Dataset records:

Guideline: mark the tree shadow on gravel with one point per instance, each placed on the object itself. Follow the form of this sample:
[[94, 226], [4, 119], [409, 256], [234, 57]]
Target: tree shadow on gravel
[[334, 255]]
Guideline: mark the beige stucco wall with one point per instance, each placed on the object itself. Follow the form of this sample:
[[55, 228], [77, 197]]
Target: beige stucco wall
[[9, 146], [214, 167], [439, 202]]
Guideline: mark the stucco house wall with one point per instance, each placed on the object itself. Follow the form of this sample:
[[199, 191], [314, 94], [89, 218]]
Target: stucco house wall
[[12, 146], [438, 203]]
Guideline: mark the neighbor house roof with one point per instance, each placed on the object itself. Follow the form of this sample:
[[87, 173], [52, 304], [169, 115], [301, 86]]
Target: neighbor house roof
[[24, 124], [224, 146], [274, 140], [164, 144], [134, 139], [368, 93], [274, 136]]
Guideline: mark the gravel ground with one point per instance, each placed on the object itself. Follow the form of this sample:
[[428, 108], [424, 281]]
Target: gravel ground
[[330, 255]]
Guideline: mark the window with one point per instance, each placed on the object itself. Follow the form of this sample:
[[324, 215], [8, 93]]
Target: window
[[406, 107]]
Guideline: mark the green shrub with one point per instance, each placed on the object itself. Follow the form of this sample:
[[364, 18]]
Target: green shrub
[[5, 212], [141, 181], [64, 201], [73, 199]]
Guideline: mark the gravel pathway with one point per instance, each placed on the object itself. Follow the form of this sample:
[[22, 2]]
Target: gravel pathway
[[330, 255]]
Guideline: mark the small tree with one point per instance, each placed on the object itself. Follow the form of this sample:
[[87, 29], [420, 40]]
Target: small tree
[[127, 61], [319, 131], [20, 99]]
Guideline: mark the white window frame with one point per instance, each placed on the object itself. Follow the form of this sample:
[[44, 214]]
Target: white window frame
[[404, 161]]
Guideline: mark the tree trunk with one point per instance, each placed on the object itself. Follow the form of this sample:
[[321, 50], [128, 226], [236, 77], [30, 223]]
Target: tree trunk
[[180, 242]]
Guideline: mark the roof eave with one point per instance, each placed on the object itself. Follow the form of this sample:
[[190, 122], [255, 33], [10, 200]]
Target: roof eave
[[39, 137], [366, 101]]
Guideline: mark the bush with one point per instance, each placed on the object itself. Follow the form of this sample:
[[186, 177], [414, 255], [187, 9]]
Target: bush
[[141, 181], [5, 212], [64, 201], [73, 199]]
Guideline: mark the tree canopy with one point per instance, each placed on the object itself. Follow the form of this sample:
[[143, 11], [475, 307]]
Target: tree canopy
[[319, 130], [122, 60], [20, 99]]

**How to complete this task**
Could you output every record above exactly as written?

**Response**
Guideline: mark the tree shadow on gravel with one point per instance, each placed on the object itself. Follow the form of this sample:
[[94, 226], [4, 119], [409, 256], [234, 57]]
Target: tree shadow on gravel
[[334, 255]]
Guideline: mark the beige stucco wall with one point per instance, each placed on the object itself. Follow the form of this sample:
[[55, 228], [77, 197]]
Target: beige stucco wall
[[9, 146], [214, 167], [439, 202]]
Guideline: mark the stucco house wall with one point per instance, each placed on the object itself. Follow the form of this sample:
[[199, 191], [314, 94], [89, 218]]
Target: stucco house wall
[[12, 146], [438, 203]]
Guideline: mark the neighbor house roof with one point per instance, each placed on the object itself. Follow the form of this sample:
[[87, 173], [52, 304], [169, 115], [301, 86]]
Target: neighbor house roof
[[24, 124], [224, 146], [274, 140], [164, 144], [134, 139], [368, 93], [274, 136]]
Guideline: mark the gravel ground with one point per instance, each placed on the object itself. Follow the form of this sample:
[[428, 108], [424, 281]]
Target: gravel ground
[[330, 255]]
Guideline: mark the window with one point per instance, each placed on the object itself. Follow the form of this sample:
[[324, 215], [8, 93]]
Target: window
[[406, 107]]
Guideline: mark the green shrub with one point per instance, each placed on the object itself. Follow the form of this sample:
[[364, 18]]
Target: green shrub
[[5, 212], [141, 181], [64, 201], [73, 199]]
Guideline: mark the gravel pathway with one point per instance, each placed on the object itself. Follow the form of this sample:
[[22, 2]]
Target: gravel pathway
[[330, 255]]
Guideline: mark the small tree with one point per instance, each placed on the object itself. Follow the form of this sample:
[[87, 29], [420, 40]]
Target: small tree
[[127, 61], [319, 131], [20, 99]]
Guideline: mark the white window frame with one point per instance, each placed on the object itself. Follow the form of this sample:
[[44, 214]]
Target: white window frame
[[404, 161]]
Guideline: mark the tree trunk with one point per instance, each placed on the object itself. Follow the form of this sample:
[[321, 50], [128, 226], [236, 77], [30, 223]]
Target: tree trunk
[[180, 242]]
Guideline: mark the roof eave with one point per instance, each placed on the object itself. Follow the form of this sample:
[[190, 122], [255, 33], [10, 200]]
Target: roof eave
[[39, 137], [366, 101]]
Guideline: mark the bush with one point per instance, each placed on the object itself. Follow the form of this sample:
[[186, 177], [414, 255], [187, 9]]
Target: bush
[[141, 181], [5, 212], [64, 201], [73, 199]]
Guideline: mark the tree canopy with one point per instance, each placed on the object itself. Follow the form of this sample:
[[143, 11], [475, 307]]
Target: tree canopy
[[319, 130], [122, 60], [20, 99]]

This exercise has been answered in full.